| Your assignment |
Return the run of lines below that opens with the line containing "top les paul" and closes with the line containing "[[987, 363], [298, 31]]", keeping each one exact.
━━━━━━
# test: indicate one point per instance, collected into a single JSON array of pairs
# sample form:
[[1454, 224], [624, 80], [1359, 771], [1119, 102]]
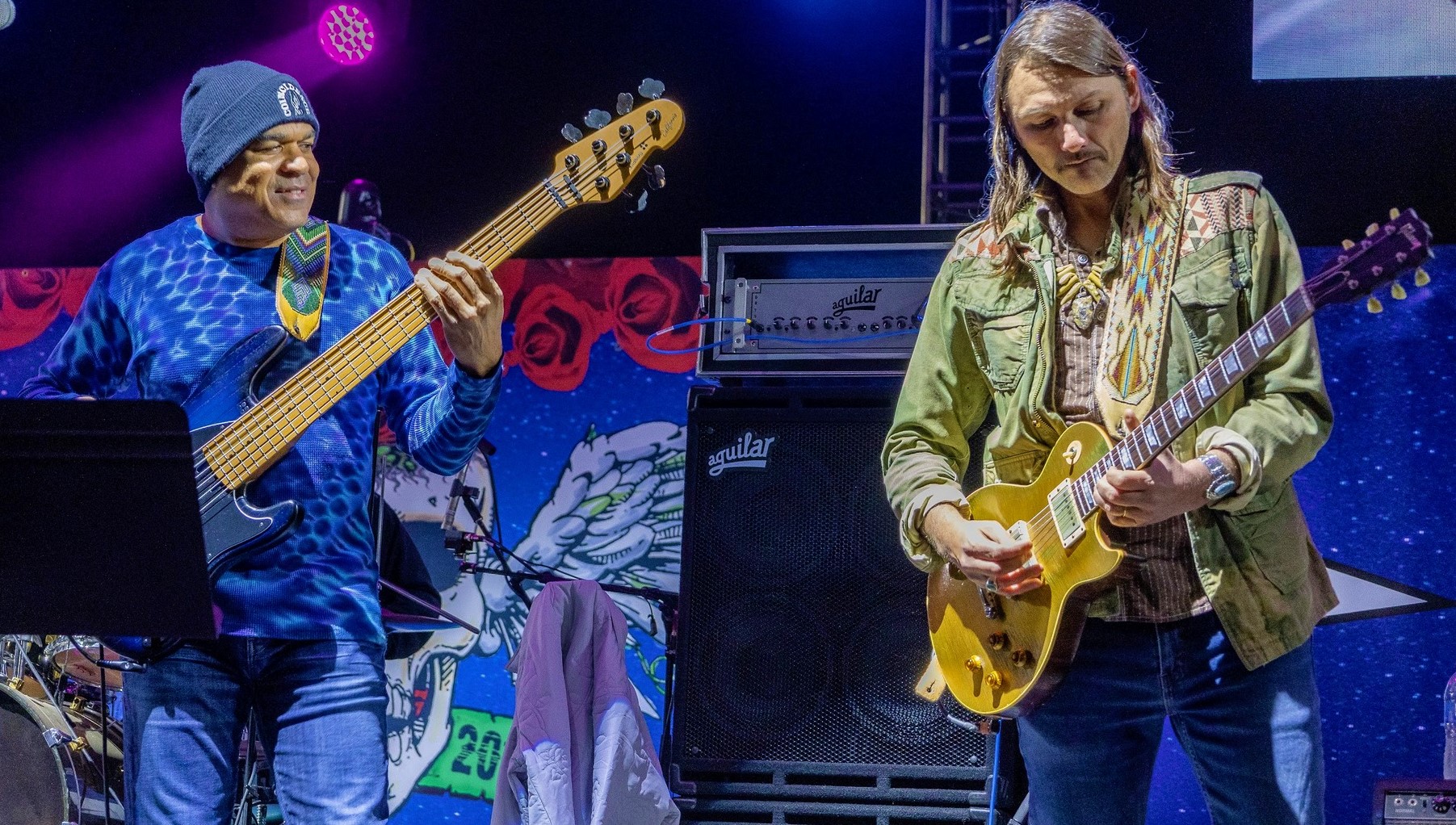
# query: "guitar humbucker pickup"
[[1064, 514]]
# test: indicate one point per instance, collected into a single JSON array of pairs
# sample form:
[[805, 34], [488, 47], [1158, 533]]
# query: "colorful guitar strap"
[[1138, 315], [303, 272]]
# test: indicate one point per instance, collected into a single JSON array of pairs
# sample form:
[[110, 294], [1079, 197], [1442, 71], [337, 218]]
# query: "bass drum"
[[41, 785]]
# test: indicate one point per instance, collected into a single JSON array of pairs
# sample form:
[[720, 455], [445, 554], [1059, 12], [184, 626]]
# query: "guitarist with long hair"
[[302, 642], [1097, 284]]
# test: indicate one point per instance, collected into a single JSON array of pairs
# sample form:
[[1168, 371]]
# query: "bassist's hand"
[[471, 308], [983, 551]]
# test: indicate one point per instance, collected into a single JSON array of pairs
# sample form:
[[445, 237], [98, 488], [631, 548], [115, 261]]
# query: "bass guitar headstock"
[[598, 166]]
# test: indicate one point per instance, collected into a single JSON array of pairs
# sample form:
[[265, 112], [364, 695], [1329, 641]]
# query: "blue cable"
[[759, 337]]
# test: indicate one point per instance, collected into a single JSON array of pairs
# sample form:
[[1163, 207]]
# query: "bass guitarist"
[[302, 642], [1098, 283]]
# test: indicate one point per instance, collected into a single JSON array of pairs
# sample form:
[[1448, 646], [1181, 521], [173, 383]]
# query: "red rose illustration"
[[647, 295], [29, 302], [554, 335]]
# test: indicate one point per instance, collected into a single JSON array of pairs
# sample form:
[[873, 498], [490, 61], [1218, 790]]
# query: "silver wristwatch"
[[1222, 484]]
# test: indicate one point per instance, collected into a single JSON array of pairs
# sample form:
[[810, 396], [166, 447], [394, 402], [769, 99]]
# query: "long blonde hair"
[[1064, 34]]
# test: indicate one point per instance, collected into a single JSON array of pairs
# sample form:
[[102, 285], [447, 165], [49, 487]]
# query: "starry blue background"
[[1378, 498]]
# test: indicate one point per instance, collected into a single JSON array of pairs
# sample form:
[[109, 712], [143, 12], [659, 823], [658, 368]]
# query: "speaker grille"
[[804, 627]]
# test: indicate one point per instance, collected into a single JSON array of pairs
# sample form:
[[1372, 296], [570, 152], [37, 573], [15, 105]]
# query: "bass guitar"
[[1004, 655], [242, 435]]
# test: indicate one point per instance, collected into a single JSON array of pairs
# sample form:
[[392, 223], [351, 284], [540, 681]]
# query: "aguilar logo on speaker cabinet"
[[747, 451]]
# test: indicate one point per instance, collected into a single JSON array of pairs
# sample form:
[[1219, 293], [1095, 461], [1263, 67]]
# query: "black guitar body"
[[232, 527]]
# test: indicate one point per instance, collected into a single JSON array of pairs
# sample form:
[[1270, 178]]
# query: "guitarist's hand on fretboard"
[[982, 551], [1164, 489], [471, 306]]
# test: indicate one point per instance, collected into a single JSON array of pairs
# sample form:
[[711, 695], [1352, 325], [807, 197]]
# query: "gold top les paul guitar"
[[1004, 655]]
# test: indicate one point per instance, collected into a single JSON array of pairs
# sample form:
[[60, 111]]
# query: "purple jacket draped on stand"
[[578, 751]]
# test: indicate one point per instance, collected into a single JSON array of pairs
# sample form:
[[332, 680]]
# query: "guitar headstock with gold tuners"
[[1379, 258]]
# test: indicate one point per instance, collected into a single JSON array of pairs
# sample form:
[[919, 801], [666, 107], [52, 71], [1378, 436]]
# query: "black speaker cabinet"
[[803, 625]]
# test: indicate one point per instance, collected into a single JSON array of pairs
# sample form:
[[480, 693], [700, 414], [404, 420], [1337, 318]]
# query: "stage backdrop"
[[587, 478]]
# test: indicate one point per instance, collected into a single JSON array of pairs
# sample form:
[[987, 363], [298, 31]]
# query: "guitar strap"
[[1138, 313], [303, 272]]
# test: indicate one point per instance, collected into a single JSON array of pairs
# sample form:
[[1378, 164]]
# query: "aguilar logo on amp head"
[[747, 451], [861, 299]]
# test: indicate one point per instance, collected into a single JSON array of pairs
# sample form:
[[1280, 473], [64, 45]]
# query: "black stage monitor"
[[99, 527]]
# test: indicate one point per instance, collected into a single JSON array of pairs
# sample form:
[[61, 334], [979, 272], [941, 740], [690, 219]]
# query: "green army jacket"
[[988, 339]]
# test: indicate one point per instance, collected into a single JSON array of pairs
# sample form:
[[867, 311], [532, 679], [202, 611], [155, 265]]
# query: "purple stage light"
[[346, 34]]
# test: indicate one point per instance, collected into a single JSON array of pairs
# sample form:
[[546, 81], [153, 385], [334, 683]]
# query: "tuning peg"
[[651, 89], [636, 201]]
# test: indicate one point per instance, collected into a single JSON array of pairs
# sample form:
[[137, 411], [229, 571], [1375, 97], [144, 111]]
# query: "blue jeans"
[[321, 714], [1252, 735]]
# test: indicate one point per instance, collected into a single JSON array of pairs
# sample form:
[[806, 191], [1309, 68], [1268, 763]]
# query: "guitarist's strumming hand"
[[983, 551], [471, 308], [1167, 488]]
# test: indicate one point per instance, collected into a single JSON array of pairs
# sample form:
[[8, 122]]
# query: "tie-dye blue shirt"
[[168, 306]]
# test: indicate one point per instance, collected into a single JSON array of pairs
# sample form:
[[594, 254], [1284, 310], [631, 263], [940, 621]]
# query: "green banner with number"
[[468, 764]]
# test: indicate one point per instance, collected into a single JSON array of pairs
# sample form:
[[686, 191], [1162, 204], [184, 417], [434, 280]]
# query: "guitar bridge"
[[1064, 514], [990, 604]]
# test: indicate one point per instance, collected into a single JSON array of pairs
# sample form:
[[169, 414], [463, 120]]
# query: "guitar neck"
[[1158, 431], [259, 437]]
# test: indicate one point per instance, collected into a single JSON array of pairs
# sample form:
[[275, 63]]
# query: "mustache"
[[1080, 156]]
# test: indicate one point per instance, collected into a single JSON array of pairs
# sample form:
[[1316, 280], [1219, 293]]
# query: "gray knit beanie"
[[228, 107]]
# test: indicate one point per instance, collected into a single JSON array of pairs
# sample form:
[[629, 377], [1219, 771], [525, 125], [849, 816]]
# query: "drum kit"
[[60, 732]]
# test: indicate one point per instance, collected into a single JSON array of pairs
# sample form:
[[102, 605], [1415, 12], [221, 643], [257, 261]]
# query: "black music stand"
[[99, 527]]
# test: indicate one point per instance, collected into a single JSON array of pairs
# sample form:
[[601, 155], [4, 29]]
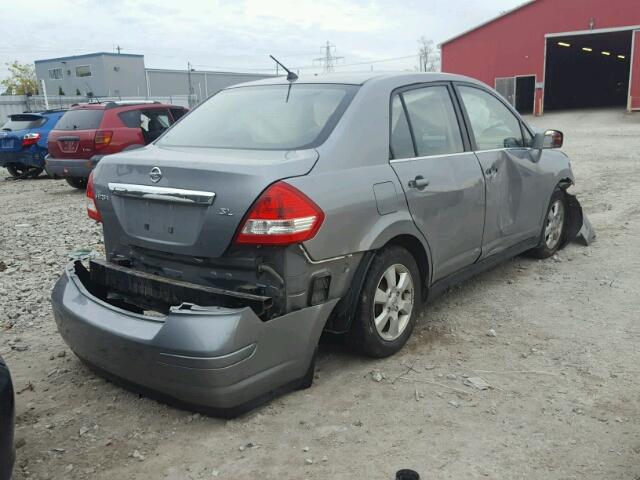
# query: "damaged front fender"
[[577, 226]]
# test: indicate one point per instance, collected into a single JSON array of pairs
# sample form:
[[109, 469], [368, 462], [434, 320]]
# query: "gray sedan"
[[280, 209]]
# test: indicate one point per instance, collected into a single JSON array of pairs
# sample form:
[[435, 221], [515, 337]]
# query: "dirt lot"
[[563, 364]]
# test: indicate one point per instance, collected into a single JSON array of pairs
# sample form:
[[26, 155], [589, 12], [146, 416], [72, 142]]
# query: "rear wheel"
[[553, 227], [388, 305], [79, 183]]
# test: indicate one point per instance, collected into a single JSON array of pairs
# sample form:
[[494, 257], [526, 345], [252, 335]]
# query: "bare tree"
[[429, 56]]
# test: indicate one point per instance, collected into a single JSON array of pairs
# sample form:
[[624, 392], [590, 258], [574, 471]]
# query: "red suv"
[[88, 132]]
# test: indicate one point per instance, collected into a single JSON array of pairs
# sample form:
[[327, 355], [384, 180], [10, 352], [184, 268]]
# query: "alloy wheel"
[[393, 302], [555, 225]]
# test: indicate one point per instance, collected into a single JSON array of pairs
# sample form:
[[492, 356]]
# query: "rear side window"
[[155, 119], [177, 113], [269, 117], [131, 118], [493, 124], [80, 120], [401, 142], [433, 120], [23, 122]]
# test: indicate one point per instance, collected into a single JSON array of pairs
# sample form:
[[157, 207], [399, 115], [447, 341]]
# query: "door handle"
[[419, 183], [492, 172]]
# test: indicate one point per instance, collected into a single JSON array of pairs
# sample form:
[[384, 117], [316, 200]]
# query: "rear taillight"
[[92, 208], [102, 138], [282, 215], [30, 139]]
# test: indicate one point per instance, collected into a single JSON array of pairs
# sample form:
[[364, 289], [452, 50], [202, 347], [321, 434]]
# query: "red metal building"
[[555, 54]]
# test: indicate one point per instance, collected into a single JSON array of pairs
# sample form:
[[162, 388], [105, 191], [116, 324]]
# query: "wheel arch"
[[344, 312]]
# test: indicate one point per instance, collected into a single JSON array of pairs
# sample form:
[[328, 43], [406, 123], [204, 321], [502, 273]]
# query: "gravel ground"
[[556, 340]]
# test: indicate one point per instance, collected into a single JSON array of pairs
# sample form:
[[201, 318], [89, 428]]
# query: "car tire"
[[79, 183], [388, 305], [35, 172], [22, 171], [553, 227]]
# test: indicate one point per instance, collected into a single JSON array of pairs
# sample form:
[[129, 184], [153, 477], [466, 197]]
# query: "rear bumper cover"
[[73, 168], [220, 360]]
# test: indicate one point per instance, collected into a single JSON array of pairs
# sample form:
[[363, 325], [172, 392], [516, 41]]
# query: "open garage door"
[[590, 70], [634, 88]]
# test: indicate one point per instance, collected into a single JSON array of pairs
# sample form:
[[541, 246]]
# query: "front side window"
[[83, 71], [266, 117], [433, 121], [177, 113], [55, 73], [494, 125]]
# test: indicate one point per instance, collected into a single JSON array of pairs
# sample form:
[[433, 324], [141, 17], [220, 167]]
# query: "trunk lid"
[[10, 141], [186, 201]]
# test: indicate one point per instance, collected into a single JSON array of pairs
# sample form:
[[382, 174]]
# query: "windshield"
[[23, 122], [82, 119], [270, 117]]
━━━━━━
| Result of the exercise |
# query: "gold top les paul guitar"
[[1004, 655]]
# test: indicate one point per instance, collected into a single JSON array of pairs
# sample form:
[[60, 111]]
# query: "purple jacket draped on stand"
[[578, 751]]
# test: indicate one point per instance, collected into a single JSON array of pairs
# sample form:
[[332, 680]]
# query: "guitar headstock with gold tuners"
[[1379, 258]]
# test: indicate one point per instance, collected into a single JSON array of pairs
# sample form:
[[919, 801], [666, 107], [52, 71], [1378, 436]]
# query: "black speaker cabinet"
[[803, 625]]
# test: indicate one point per instance, collected into a single JSON array of pairs
# sample form:
[[480, 693], [700, 414], [404, 420], [1337, 318]]
# query: "stage backdrop"
[[587, 478]]
# test: indicate one point per instance, collected into a single JSON array of pairs
# sample form:
[[987, 363], [298, 31]]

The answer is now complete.